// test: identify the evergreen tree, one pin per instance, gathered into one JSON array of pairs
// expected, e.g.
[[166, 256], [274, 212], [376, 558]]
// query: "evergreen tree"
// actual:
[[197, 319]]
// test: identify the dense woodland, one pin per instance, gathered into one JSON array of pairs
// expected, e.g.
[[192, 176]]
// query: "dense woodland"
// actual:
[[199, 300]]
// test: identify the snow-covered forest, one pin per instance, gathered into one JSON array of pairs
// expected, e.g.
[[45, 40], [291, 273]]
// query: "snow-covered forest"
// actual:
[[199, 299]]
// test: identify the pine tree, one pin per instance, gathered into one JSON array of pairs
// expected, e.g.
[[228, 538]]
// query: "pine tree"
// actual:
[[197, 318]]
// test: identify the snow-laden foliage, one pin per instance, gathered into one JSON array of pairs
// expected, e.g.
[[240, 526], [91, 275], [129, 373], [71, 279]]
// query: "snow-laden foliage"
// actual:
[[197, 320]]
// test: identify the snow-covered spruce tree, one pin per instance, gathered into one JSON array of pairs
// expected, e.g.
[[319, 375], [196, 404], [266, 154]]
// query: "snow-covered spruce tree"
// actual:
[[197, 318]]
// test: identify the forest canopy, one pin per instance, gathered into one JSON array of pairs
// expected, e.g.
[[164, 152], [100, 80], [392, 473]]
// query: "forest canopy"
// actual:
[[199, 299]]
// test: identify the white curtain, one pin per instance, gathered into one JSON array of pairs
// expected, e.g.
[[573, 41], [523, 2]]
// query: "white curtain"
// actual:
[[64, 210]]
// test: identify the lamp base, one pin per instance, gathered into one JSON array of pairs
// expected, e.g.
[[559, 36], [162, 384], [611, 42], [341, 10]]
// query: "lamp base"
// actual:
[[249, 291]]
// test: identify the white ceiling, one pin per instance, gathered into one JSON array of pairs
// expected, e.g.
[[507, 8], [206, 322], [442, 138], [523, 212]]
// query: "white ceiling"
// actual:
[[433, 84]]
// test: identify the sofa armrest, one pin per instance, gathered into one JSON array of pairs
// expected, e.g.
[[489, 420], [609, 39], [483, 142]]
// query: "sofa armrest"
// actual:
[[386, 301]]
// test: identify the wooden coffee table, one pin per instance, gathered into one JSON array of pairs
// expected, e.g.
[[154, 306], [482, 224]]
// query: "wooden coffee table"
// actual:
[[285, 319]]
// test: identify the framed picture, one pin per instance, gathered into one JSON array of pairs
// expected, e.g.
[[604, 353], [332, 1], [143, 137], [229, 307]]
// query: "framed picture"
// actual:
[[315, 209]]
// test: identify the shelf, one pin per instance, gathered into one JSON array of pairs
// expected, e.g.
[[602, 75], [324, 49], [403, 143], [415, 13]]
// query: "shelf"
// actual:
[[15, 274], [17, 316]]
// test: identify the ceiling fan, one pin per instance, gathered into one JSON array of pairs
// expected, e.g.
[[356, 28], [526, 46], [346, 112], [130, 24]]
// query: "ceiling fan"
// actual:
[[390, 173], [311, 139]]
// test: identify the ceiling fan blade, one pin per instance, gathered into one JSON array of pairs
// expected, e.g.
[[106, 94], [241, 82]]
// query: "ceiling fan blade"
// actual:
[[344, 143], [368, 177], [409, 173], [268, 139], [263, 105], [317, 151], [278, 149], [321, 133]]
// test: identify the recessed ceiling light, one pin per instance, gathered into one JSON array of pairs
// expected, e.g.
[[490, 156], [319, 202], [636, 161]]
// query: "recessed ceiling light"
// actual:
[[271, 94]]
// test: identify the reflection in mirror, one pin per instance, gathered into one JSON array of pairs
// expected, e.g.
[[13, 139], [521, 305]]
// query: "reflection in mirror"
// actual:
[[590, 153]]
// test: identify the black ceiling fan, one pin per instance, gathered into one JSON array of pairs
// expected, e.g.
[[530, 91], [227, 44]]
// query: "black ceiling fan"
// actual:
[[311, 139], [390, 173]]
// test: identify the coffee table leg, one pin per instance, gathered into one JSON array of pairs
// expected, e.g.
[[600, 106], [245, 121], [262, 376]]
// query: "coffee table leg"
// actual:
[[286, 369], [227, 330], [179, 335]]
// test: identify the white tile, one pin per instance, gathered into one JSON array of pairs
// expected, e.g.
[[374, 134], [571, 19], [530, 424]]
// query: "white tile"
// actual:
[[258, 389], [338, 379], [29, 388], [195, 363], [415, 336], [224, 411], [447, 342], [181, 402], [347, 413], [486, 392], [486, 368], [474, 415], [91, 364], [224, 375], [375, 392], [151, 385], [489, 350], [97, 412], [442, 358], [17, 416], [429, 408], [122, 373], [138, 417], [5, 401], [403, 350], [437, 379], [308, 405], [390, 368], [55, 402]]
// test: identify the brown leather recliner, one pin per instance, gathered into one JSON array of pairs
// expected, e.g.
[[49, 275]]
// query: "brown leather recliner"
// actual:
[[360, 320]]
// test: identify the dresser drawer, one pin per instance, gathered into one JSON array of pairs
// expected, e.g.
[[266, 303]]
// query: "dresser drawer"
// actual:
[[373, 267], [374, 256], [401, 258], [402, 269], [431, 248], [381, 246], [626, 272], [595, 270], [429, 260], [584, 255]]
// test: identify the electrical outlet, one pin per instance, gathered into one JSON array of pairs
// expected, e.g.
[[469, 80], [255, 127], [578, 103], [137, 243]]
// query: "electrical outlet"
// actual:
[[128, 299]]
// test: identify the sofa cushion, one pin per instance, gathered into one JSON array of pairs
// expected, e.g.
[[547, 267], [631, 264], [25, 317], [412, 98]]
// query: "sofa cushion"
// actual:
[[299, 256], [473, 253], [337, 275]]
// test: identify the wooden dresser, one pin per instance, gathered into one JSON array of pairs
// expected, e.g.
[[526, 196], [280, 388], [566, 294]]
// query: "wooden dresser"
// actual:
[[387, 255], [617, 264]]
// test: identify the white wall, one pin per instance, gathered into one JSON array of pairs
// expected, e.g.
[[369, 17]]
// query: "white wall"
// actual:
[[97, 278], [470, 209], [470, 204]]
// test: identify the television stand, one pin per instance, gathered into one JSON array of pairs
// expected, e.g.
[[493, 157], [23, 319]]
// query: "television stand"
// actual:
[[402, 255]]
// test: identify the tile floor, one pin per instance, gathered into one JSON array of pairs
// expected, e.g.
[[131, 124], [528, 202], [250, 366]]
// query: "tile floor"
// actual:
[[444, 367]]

**WHAT YOU NEED TO DO:**
The answer must consist of each line from the entries that contains the string "floor".

**RESPONSE TO THIS TASK:**
// test: identify the tile floor, one pin per instance, gathered into one JSON array of pairs
// query: "tile floor"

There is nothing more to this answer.